FESTA DI CRISTO RE, ULTIMA DOMENICA DELL'ANNO LITURGICO
26 novembre 1995

1. “C’era anche una scritta, sopra il suo capo: questi è il re dei giudei”. Figli e figlie carissime, lo Spirito Santo si degni Egli stesso di istruirvi interiormente, dal momento che senza questa istruzione interiore le mie parole percuoterebbero solamente le vostre orecchie. Grande infatti è il Mistero che stiamo celebrando: il Mistero della regalità di Cristo. Grande è il momento che stiano vivendo: è la conclusione di un anno liturgico, del tempo santo cioè, durante il quale la Chiesa celebra con sacro ricordo l’opera di salvezza del Cristo. Grande è l’intenzione della nostra preghiera: per il nostro seminario, la cosa più preziosa della nostra Chiesa.
Il Vangelo ci invita a portarci sul Calvario, a guardare il Re che è sul suo trono: la Croce. Guardarlo come? La pagina evangelica ci dice che sono possibili quattro modi di guardare il Re crocifisso: il modo dei capi del popolo, dei soldati, di uno dei due malfattori e dell’altro dei malfattori. Solo l’ultimo è il modo giusto: solo il quarto ci libera dal potere delle tenebre e ci trasferisce nel Regno del Figlio Crocefisso. Allora dobbiamo attentamente, amorosamente comprendere bene ognuno di questi quattro modi.

Elenco dei dati:

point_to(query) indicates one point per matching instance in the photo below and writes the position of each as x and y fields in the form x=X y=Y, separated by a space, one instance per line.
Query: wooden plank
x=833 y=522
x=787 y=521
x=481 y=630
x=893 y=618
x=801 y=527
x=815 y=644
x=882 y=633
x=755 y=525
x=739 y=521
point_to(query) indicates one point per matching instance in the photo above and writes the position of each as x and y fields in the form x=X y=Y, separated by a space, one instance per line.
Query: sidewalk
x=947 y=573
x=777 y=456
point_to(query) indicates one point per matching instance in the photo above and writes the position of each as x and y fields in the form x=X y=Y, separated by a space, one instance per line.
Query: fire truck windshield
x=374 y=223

Consegna 1: Trascrivi il testo sulla festa di Cristo Re tra "FESTA DI CRISTO" e "della nostra Chiesa.", estremi inclusi, sostituendo "Mistero" con "Segreto".
Consegna 2:
Rispondi in base al testo sulla festa di Cristo Re.
(a) In quale data è collocato?
(b) Per che cosa è l'intenzione della preghiera?
(c) Quanti modi di guardare il Re crocifisso indica la pagina evangelica?

Risposta corretta 1:
FESTA DI CRISTO RE, ULTIMA DOMENICA DELL'ANNO LITURGICO
26 novembre 1995

1. “C’era anche una scritta, sopra il suo capo: questi è il re dei giudei”. Figli e figlie carissime, lo Spirito Santo si degni Egli stesso di istruirvi interiormente, dal momento che senza questa istruzione interiore le mie parole percuoterebbero solamente le vostre orecchie. Grande infatti è il Segreto che stiamo celebrando: il Segreto della regalità di Cristo. Grande è il momento che stiano vivendo: è la conclusione di un anno liturgico, del tempo santo cioè, durante il quale la Chiesa celebra con sacro ricordo l’opera di salvezza del Cristo. Grande è l’intenzione della nostra preghiera: per il nostro seminario, la cosa più preziosa della nostra Chiesa.

Risposta corretta 2:
(a) Il 26 novembre 1995.
(b) Per il seminario.
(c) Quattro.